- Assigned task:
Would you transcribe the line that holds "Study the image above and locate white booklet, returning" and all the lines below it, through the final one, exactly and with nothing else?

-- Extracted records follows --

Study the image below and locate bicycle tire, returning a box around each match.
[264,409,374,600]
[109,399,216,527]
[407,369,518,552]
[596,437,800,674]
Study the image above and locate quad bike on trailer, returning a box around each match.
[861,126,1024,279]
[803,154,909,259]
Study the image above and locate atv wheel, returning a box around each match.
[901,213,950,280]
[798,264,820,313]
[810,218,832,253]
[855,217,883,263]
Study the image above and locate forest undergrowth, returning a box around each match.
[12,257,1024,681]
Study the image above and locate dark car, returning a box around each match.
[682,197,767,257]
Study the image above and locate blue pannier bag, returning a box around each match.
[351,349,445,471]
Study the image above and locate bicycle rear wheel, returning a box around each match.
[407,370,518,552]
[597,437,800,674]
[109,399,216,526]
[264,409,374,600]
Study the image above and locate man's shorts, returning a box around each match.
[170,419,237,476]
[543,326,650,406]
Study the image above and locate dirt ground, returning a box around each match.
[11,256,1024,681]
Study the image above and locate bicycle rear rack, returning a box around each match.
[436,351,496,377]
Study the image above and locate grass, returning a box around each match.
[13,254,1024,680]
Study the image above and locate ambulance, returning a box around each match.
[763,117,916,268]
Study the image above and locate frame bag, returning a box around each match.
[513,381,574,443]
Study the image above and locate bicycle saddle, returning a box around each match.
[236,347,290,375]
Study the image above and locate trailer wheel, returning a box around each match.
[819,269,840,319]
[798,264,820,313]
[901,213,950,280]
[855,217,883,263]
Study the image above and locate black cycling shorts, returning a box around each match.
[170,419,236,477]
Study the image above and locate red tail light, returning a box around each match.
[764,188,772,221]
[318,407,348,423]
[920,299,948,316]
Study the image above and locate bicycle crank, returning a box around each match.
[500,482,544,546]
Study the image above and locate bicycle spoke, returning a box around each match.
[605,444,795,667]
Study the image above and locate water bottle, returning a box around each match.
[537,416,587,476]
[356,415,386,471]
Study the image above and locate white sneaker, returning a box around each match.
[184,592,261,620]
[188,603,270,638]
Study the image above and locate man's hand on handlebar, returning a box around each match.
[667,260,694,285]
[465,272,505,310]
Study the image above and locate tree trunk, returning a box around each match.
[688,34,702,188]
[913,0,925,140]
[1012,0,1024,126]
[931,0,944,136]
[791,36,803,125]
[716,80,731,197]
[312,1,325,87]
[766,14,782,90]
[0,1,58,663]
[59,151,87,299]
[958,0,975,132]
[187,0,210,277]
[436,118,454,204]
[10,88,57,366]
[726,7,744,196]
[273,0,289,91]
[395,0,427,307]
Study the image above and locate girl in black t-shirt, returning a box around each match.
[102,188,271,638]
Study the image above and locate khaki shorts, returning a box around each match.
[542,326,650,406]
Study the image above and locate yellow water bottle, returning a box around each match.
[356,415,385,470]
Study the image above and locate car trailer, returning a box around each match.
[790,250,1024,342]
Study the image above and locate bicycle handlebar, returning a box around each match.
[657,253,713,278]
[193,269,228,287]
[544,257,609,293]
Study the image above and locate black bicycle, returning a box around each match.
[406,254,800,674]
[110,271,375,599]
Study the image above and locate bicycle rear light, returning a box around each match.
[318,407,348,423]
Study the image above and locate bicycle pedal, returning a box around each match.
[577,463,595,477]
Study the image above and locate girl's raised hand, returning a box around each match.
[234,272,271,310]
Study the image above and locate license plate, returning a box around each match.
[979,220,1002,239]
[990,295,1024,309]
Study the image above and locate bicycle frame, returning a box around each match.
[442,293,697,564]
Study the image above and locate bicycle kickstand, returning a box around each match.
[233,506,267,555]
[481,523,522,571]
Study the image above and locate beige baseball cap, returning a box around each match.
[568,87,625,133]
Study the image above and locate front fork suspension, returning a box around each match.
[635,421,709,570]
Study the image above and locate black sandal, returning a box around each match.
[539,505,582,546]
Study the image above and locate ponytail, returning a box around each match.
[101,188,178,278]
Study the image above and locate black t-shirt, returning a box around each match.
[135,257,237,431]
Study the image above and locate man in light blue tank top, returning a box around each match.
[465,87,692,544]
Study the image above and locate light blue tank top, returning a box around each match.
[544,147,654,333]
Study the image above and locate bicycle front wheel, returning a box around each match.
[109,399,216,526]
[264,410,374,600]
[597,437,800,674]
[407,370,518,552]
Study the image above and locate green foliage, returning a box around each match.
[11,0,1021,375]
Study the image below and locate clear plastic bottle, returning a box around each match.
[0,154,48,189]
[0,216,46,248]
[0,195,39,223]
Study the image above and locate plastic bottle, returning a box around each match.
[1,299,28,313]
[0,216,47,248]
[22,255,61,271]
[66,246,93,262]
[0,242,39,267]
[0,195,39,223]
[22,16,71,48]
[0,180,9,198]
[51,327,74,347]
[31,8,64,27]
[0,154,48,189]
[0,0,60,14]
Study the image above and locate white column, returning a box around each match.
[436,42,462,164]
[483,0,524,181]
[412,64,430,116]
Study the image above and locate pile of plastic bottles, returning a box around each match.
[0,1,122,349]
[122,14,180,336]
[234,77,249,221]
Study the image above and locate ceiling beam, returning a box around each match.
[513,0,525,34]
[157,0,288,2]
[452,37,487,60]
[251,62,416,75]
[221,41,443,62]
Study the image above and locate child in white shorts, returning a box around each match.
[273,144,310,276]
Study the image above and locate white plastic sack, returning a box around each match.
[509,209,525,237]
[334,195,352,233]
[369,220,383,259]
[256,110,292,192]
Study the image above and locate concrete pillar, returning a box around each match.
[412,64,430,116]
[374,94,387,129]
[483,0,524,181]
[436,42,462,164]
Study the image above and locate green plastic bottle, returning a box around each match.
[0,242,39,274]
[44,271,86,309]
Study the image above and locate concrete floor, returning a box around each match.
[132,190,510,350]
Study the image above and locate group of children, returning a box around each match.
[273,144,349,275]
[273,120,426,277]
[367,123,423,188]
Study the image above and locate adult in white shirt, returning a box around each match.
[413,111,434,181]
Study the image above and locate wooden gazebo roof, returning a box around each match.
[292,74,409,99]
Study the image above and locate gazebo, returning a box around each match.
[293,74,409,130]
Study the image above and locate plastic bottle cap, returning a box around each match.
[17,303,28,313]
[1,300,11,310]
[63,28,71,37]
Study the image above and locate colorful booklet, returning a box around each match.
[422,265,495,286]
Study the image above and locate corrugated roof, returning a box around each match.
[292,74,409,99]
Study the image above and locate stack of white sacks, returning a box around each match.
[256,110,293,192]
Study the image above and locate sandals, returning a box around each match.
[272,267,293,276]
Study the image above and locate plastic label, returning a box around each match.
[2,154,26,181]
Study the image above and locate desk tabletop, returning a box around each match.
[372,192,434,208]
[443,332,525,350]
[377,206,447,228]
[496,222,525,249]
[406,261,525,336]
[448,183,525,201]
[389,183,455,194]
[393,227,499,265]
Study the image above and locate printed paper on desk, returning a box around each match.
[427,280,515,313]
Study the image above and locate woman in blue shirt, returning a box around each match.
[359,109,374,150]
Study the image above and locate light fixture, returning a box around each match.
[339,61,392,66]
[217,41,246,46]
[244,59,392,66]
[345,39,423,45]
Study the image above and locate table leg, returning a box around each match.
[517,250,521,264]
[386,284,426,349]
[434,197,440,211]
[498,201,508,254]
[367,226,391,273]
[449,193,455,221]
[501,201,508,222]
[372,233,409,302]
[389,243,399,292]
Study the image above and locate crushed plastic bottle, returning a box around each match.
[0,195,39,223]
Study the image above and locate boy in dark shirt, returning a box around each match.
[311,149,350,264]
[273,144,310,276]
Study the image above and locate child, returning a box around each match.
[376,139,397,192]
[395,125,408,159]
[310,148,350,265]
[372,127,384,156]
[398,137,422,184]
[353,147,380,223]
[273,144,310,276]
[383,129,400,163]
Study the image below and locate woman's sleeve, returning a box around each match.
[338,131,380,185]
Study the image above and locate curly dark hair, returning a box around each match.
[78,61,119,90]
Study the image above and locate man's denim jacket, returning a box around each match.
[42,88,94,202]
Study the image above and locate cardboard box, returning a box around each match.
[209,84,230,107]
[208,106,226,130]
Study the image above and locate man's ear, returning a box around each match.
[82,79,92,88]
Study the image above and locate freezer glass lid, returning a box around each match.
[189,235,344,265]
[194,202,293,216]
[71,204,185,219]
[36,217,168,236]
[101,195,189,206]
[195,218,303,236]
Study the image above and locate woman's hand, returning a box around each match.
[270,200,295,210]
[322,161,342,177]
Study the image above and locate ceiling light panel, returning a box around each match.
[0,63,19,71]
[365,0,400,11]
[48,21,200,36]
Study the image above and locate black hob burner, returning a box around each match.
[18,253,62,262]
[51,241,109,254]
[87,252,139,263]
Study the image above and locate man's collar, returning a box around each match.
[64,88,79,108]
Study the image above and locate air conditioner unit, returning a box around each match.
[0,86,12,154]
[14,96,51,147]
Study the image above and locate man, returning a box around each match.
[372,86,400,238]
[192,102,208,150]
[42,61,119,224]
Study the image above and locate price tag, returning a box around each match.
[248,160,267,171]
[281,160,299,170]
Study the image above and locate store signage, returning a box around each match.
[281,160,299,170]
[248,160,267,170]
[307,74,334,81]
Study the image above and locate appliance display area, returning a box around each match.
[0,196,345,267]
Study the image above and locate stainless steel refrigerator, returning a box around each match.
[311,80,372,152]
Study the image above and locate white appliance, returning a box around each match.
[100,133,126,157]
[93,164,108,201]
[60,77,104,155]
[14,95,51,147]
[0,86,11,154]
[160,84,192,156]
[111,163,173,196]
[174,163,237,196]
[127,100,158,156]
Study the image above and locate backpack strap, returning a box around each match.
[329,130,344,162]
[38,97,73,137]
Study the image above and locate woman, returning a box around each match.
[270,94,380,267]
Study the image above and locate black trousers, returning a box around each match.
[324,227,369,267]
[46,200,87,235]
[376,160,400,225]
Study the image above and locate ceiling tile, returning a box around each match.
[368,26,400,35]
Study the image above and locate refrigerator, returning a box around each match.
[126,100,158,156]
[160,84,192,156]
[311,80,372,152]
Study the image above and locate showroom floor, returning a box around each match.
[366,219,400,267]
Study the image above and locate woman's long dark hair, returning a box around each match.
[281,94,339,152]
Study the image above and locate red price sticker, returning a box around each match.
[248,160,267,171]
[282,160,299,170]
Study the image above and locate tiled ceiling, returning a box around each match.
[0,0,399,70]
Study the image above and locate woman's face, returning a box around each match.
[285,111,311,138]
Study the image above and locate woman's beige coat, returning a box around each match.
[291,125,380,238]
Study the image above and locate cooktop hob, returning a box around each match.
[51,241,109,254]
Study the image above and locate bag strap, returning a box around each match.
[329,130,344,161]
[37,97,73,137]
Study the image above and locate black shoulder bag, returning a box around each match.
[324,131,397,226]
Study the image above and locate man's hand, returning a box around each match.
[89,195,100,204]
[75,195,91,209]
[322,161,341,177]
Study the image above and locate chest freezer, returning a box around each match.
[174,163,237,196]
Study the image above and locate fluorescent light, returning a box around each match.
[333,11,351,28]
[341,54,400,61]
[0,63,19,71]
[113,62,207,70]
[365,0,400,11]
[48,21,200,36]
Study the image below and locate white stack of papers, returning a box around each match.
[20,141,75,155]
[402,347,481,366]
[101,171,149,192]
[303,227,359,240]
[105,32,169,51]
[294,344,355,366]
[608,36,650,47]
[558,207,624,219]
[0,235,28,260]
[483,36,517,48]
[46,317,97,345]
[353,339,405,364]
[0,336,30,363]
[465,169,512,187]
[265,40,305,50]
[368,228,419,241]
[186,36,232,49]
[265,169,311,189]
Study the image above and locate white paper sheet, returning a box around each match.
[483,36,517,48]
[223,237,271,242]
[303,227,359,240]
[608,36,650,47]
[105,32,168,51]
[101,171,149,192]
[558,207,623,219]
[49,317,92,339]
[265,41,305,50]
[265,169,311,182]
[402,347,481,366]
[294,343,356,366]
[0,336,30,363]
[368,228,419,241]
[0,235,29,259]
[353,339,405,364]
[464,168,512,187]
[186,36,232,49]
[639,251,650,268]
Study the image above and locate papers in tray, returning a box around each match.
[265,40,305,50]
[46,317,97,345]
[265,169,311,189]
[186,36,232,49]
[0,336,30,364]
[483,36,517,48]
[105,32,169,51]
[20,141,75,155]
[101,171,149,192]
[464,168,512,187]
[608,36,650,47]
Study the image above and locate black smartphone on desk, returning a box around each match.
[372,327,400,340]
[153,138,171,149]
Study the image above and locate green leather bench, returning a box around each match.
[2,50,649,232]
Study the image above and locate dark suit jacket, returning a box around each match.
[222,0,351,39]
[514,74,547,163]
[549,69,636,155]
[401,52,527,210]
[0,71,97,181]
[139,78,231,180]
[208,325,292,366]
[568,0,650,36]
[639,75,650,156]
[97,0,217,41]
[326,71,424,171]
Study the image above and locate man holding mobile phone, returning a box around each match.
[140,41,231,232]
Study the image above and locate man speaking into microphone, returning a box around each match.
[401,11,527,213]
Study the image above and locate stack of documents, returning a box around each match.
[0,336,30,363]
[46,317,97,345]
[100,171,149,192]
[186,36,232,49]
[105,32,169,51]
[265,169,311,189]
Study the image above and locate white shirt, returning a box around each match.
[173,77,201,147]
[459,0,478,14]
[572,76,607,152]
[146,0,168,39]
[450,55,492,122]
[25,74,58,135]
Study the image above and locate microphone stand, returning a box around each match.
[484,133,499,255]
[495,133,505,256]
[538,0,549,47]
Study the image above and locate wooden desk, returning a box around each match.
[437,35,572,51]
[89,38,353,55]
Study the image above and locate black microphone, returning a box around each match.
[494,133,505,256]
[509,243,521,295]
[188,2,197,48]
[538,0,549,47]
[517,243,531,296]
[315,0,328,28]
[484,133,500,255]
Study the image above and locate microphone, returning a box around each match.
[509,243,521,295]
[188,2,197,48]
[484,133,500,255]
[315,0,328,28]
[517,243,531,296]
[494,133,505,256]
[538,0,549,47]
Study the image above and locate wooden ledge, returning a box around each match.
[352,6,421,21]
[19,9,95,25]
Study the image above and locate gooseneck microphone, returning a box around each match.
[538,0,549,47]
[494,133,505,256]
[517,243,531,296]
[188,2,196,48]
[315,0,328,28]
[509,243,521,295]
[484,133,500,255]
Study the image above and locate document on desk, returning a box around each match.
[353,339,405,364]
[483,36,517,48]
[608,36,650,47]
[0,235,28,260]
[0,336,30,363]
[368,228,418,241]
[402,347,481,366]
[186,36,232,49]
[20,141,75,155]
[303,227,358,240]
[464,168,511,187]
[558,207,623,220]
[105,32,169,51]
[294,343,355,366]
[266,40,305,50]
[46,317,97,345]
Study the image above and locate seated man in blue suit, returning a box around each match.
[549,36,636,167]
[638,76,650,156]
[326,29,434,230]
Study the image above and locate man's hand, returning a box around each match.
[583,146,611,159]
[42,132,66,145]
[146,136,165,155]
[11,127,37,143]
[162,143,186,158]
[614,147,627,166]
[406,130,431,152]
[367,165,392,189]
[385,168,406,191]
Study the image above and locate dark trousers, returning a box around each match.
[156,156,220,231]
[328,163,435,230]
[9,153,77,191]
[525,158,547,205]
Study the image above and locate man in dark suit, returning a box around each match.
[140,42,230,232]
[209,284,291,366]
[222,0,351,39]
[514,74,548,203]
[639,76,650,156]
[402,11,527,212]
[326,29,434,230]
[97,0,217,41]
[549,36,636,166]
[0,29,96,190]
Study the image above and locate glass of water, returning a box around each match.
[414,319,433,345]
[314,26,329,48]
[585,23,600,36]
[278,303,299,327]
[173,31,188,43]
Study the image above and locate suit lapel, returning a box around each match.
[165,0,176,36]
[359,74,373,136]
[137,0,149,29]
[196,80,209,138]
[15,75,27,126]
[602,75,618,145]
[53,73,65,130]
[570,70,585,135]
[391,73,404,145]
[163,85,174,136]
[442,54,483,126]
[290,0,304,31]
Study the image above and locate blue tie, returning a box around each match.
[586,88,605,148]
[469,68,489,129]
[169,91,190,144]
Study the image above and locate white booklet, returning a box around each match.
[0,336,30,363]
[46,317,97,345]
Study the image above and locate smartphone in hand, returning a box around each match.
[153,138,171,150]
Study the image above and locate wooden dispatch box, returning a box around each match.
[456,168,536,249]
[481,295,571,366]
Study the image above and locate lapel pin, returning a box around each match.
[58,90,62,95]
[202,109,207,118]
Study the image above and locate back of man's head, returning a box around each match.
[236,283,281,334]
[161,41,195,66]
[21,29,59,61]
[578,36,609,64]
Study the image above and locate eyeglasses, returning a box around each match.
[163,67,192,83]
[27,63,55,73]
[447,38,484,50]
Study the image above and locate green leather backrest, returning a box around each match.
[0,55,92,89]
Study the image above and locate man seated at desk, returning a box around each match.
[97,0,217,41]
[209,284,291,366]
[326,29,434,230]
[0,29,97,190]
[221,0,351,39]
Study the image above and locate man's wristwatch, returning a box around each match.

-- Extracted records concluded --

- Worked solution:
Study the image above and locate white booklet, returning a box around each match.
[0,336,30,363]
[46,317,97,345]
Study the image above and locate smartphone in hand, returning a box around each match.
[153,138,171,150]
Study the image above and locate wooden dispatch box, returning a box around each match.
[456,168,536,249]
[481,295,571,366]
Study the image above and locate lapel pin, returning a box around each match.
[58,90,62,95]
[202,109,207,118]
Study the image above and locate back of man's head, returning a box around each match.
[236,283,281,334]
[161,41,195,66]
[21,29,59,61]
[578,36,609,64]
Study the image above and locate eyeglasses, returning a box around each match.
[163,67,192,83]
[27,63,55,73]
[447,38,484,50]
Study the image above and locate green leather backrest, returning a box around each match.
[0,55,92,89]
Study the image above and locate man seated at desk, returning a box around each match.
[97,0,217,41]
[209,284,291,366]
[326,29,434,230]
[0,29,97,190]
[221,0,351,39]
Study the image above and locate man's wristwatch, returning a box around each match.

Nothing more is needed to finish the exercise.